* _Source extract_
_ _ _ _ _

Ou Choam Ecotourism Community is a magic place where those wishing to disconnect from a busy city love to come to relax, enjoy the natural beauty of this place and enjoy the hospitality of a rural community that lives in one of the most remote parts of Cambodia. High up at 2,600m above sea level, you will be wow'd by the unspoilt virgin forests, surprisingly fresh climate and easily accessible hiking tracks that lead you further into the forest that surrounds these villages. The Ou Choam Waterfall is one of the hidden gems, waiting for you to refresh yourself after a busy day.
Virachey National Park was established in 2004.it was initiated by the Ministry of Environment under the project “Biodiversity and protected Areas Management Project with the fund support from the World bank. Virachey National Park is the largest National Park among seven other National Parks in Cambodia. It offers an incredible insight into the variety of Cambodia’s remaining wilderness and wildlife. The main objectives of CBET were to encourage the local community to participate to protect and conserve its environment and biodiversity for the future. Travelling in the Virachey park is a very unique experience; you are deep into the heart of nature.
This area is rich with animal wildlife with a wide range of species. Veun Sai forest is also providing food, firewood, medicinal plants and fresh water for local communities.
In 2010, a ranger discovered a new species of Gibbon in the area, the Yellow cheeked crested gibbon. Since then conservation effords have been stepped up to protect this animal. Today, Veun Sai is the only place in the world where tourists can regularly spot the elusive Northern yellow-cheeked crested gibbon in the wild.

_ _ _ _ _

* _Given records_
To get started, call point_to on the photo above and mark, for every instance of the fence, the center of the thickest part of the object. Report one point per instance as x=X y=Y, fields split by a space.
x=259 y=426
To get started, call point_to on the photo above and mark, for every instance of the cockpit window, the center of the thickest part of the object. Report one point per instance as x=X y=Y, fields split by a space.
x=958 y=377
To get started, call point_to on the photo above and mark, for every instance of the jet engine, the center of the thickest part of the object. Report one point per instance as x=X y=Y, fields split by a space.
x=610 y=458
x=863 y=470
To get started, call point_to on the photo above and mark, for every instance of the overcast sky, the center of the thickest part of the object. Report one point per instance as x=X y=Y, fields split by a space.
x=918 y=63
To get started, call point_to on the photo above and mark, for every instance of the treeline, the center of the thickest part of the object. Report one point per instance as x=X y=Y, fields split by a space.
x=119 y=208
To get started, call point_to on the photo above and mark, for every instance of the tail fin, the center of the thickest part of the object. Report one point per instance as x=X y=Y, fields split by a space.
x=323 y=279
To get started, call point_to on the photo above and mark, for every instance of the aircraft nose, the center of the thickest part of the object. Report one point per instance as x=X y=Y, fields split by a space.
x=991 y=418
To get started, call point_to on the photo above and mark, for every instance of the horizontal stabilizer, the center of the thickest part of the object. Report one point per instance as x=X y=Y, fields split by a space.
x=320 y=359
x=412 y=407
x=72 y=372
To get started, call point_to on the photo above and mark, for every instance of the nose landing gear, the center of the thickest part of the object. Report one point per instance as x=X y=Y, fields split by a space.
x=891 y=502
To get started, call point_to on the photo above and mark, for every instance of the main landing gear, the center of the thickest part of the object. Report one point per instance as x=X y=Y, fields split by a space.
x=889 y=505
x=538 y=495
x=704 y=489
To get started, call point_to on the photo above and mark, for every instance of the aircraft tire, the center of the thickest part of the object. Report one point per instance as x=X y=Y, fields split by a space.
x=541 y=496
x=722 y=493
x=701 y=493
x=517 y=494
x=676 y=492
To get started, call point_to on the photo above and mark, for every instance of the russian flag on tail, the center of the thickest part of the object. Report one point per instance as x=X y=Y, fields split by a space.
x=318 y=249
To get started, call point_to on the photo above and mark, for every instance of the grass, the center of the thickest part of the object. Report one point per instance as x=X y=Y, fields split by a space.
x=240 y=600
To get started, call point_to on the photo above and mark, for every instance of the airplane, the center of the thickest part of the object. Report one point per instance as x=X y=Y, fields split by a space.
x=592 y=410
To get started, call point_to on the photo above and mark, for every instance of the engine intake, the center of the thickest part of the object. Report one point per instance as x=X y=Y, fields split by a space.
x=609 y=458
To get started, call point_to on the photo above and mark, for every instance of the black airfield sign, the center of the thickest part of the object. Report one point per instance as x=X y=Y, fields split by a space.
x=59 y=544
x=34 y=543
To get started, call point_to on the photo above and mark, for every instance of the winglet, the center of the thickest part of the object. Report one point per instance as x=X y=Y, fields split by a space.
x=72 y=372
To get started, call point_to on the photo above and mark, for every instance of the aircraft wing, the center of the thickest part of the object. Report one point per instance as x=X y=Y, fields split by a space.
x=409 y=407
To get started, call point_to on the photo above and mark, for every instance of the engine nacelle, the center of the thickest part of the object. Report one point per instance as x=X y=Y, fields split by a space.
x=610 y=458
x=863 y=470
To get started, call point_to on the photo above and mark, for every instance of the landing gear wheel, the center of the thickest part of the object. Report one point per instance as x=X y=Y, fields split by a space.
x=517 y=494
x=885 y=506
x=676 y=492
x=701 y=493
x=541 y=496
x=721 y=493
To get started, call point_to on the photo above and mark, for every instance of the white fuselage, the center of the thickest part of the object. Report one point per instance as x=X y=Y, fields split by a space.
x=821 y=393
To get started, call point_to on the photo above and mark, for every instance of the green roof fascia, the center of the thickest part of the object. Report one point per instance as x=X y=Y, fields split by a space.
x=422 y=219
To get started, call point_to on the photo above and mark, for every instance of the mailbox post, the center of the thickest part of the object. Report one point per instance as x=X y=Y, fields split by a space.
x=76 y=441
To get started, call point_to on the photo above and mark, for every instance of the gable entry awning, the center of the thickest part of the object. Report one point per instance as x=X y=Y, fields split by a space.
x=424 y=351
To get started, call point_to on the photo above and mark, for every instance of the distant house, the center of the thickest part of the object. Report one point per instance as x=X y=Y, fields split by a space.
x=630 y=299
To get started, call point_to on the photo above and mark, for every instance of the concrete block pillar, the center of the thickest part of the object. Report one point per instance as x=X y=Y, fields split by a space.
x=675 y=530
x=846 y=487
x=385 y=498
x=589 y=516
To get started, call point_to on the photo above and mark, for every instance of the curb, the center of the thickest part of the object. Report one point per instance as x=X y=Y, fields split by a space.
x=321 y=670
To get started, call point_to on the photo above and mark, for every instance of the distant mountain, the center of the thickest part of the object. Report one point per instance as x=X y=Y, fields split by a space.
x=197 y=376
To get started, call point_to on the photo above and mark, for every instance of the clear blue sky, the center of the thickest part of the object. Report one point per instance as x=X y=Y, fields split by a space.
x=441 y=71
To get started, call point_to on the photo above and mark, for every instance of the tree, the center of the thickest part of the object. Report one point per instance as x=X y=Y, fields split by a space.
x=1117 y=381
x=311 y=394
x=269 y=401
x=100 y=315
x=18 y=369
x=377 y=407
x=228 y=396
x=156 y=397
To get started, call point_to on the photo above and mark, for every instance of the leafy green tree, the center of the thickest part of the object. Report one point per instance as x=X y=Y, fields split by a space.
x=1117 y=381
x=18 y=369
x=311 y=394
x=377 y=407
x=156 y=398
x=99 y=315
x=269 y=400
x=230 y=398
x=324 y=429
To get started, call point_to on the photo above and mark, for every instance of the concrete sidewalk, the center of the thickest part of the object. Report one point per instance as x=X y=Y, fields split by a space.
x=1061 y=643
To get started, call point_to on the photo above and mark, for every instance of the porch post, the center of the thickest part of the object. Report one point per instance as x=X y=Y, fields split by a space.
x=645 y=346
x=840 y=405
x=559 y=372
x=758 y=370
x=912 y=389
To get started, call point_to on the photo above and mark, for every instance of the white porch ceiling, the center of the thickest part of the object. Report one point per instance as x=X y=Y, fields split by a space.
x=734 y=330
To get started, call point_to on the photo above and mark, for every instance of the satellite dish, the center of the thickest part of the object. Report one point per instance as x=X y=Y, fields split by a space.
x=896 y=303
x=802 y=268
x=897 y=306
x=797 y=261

_ _ _ _ _

* _Things to do_
• A. Decide whether each statement below agrees with the text on Cambodian ecotourism sites, answering yes or no and quoting the words from the text that settle it. (i) Virachey is the largest national park in Cambodia. (ii) Ou Choam Ecotourism Community lies at 1,200m above sea level. (iii) The new gibbon species was found by a tourist.
• B. Pick up the text on Cambodian ecotourism sites after its last sentence and continue it.
The entries have nothing to do with the text on Cambodian ecotourism sites.

* _Task responses_
• A.
(i) Yes: "Virachey National Park is the largest National Park among seven other National Parks in Cambodia."
(ii) No: "High up at 2,600m above sea level"
(iii) No: "a ranger discovered a new species of Gibbon in the area"

• B.
This site is a unique community ecotourism project established by the Ministry of Environment and the Wildlife Conservation Society’s Cambodia Program. The aim of this project is to protect bird conservation and community development. In this area you can see important breeding population of two critically endangered Ibis species, the Giant Ibis and White Shouldered Ibis. It’s a mythical bird for all bird-watchers. This ecotourism project has received the “Responsible tourism Award in 2007”. In 2008 it was a joint winner of the Equator Prize for poverty reduction through sustainable use of bio-diversity
Jahoo Gibbon Camp is a responsible community-based ecotourism and conservation project in Keo Seima Wildlife Sanctuary, where visitors have the chance to see yellow-cheeked crested gibbons and black-shanked douc langurs, as well as rare bird species. The community is composed mainly of Bunong indigenous people, who have traditionally lived in a close relationship with the forest, but who have limited access to means of income, education, and healthcare. Jahoo Gibbon Camp seeks to address this by providing a sustainable way for the community to earn an income through their forest resources. Our understanding is that this site is not accessible without a tour operator.